# Task statement:
Pick out each line in the records below that contains the word "pink", and copy those lines. Count a match only when its case is the same.
════════════════════
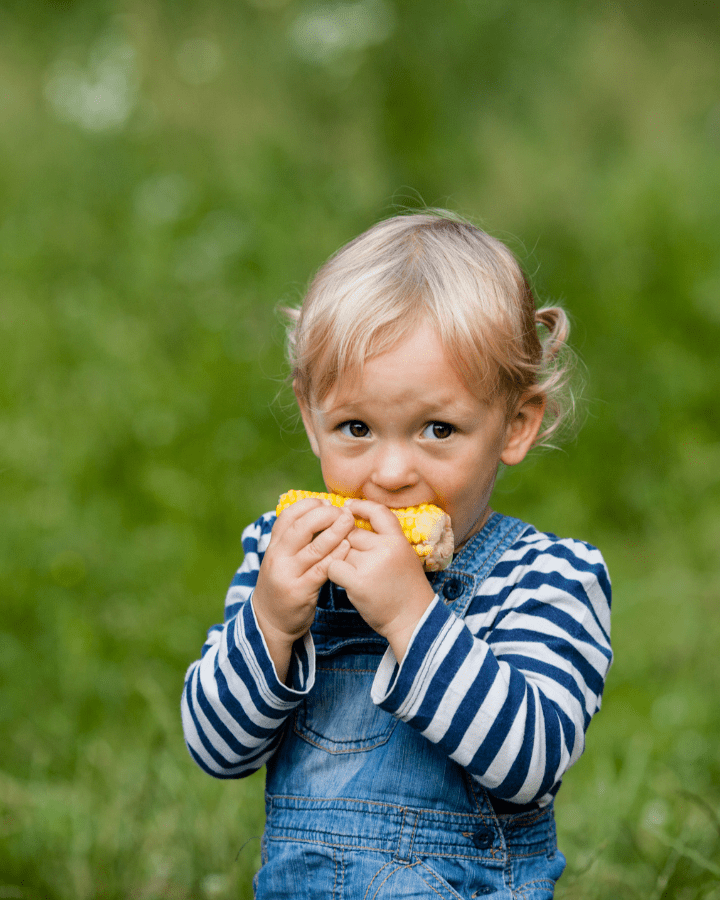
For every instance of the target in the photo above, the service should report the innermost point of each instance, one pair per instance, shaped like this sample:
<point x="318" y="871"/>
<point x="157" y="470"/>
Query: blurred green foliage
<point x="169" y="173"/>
════════════════════
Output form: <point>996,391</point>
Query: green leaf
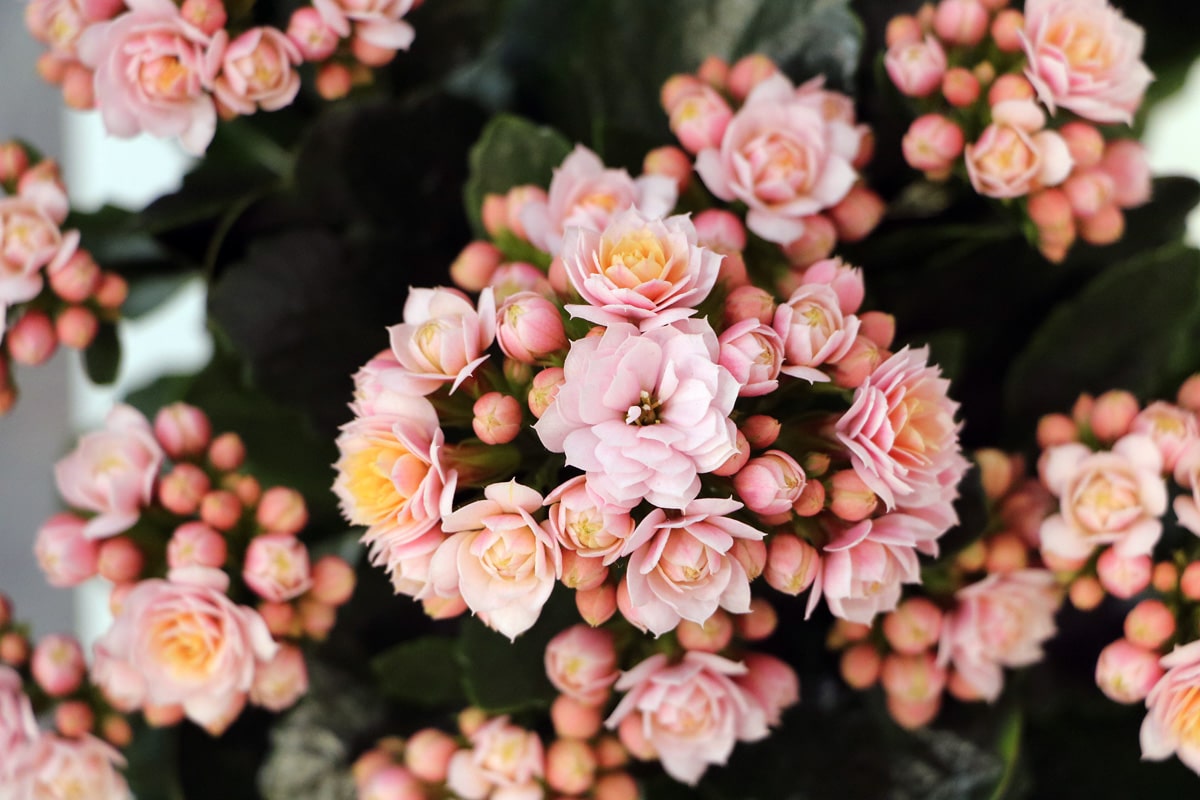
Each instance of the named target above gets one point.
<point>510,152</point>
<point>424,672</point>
════════════════════
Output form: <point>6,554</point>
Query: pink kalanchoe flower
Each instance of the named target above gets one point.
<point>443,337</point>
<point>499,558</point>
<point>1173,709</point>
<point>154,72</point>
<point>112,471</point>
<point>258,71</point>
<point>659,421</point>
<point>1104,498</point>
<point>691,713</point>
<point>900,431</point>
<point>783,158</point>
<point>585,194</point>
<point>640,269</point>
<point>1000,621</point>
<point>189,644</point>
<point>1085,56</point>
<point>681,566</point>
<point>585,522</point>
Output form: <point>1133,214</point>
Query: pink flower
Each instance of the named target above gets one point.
════════════════════
# Written response:
Query: pink kalanchoe flower
Query: pink flower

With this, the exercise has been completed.